What is needed:
Would you filter these records and copy every line that has the word "engine"?

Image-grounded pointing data
<<<<
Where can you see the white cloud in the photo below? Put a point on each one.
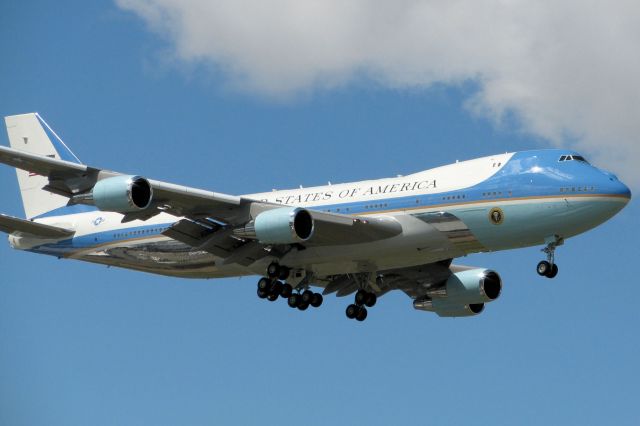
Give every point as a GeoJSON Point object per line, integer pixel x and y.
{"type": "Point", "coordinates": [568, 69]}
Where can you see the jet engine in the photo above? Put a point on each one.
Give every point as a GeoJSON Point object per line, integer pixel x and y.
{"type": "Point", "coordinates": [122, 194]}
{"type": "Point", "coordinates": [286, 225]}
{"type": "Point", "coordinates": [463, 294]}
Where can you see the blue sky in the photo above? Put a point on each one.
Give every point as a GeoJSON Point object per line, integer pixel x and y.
{"type": "Point", "coordinates": [84, 344]}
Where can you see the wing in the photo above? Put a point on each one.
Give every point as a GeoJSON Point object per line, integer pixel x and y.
{"type": "Point", "coordinates": [415, 281]}
{"type": "Point", "coordinates": [211, 221]}
{"type": "Point", "coordinates": [13, 225]}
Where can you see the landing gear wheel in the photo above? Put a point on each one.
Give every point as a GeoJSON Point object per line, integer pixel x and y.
{"type": "Point", "coordinates": [264, 284]}
{"type": "Point", "coordinates": [352, 311]}
{"type": "Point", "coordinates": [553, 272]}
{"type": "Point", "coordinates": [287, 290]}
{"type": "Point", "coordinates": [307, 296]}
{"type": "Point", "coordinates": [273, 270]}
{"type": "Point", "coordinates": [276, 288]}
{"type": "Point", "coordinates": [361, 296]}
{"type": "Point", "coordinates": [370, 300]}
{"type": "Point", "coordinates": [283, 274]}
{"type": "Point", "coordinates": [316, 301]}
{"type": "Point", "coordinates": [293, 300]}
{"type": "Point", "coordinates": [543, 268]}
{"type": "Point", "coordinates": [362, 314]}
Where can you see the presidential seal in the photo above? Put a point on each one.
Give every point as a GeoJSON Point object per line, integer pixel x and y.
{"type": "Point", "coordinates": [496, 216]}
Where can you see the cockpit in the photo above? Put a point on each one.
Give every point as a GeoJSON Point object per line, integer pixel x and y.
{"type": "Point", "coordinates": [572, 157]}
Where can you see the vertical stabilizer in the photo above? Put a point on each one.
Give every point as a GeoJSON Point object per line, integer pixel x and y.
{"type": "Point", "coordinates": [29, 132]}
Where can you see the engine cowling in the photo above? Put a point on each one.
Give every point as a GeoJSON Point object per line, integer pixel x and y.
{"type": "Point", "coordinates": [443, 308]}
{"type": "Point", "coordinates": [122, 194]}
{"type": "Point", "coordinates": [470, 286]}
{"type": "Point", "coordinates": [287, 225]}
{"type": "Point", "coordinates": [463, 294]}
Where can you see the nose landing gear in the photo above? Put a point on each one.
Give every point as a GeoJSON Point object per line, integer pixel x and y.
{"type": "Point", "coordinates": [548, 268]}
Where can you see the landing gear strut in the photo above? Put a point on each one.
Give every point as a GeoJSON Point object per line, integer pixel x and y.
{"type": "Point", "coordinates": [357, 310]}
{"type": "Point", "coordinates": [271, 288]}
{"type": "Point", "coordinates": [548, 268]}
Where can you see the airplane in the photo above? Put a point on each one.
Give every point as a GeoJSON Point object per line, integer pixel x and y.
{"type": "Point", "coordinates": [362, 238]}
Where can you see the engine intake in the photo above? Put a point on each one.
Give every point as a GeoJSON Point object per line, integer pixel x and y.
{"type": "Point", "coordinates": [286, 225]}
{"type": "Point", "coordinates": [122, 194]}
{"type": "Point", "coordinates": [463, 294]}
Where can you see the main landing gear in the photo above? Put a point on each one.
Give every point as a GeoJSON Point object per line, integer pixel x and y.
{"type": "Point", "coordinates": [271, 288]}
{"type": "Point", "coordinates": [357, 310]}
{"type": "Point", "coordinates": [548, 268]}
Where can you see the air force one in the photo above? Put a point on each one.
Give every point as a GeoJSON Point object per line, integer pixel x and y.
{"type": "Point", "coordinates": [367, 237]}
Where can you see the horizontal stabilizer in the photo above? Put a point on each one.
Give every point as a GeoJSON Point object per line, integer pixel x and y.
{"type": "Point", "coordinates": [11, 225]}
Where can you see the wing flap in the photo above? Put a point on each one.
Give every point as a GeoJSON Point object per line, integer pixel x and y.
{"type": "Point", "coordinates": [331, 228]}
{"type": "Point", "coordinates": [11, 225]}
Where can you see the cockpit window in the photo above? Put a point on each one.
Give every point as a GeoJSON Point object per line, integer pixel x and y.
{"type": "Point", "coordinates": [572, 158]}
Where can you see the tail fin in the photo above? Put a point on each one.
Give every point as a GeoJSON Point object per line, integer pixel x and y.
{"type": "Point", "coordinates": [29, 132]}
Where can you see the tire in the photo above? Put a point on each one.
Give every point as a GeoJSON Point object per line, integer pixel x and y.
{"type": "Point", "coordinates": [287, 291]}
{"type": "Point", "coordinates": [552, 272]}
{"type": "Point", "coordinates": [307, 296]}
{"type": "Point", "coordinates": [316, 301]}
{"type": "Point", "coordinates": [293, 300]}
{"type": "Point", "coordinates": [273, 270]}
{"type": "Point", "coordinates": [352, 311]}
{"type": "Point", "coordinates": [361, 296]}
{"type": "Point", "coordinates": [283, 274]}
{"type": "Point", "coordinates": [370, 300]}
{"type": "Point", "coordinates": [264, 284]}
{"type": "Point", "coordinates": [362, 314]}
{"type": "Point", "coordinates": [543, 268]}
{"type": "Point", "coordinates": [276, 288]}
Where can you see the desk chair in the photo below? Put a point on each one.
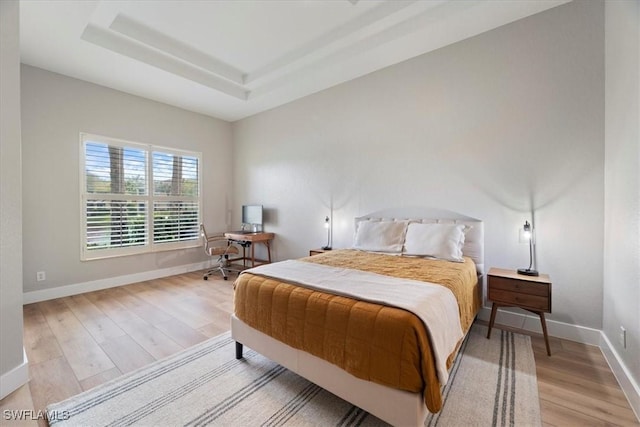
>>>>
Answer below:
Where can you see the jet engine in the photo above? Put a point on each one.
Where can you see the engine cowling in the photo above? Put a point on each one.
Where can you see the engine intake in the photo above? Put a point on each one.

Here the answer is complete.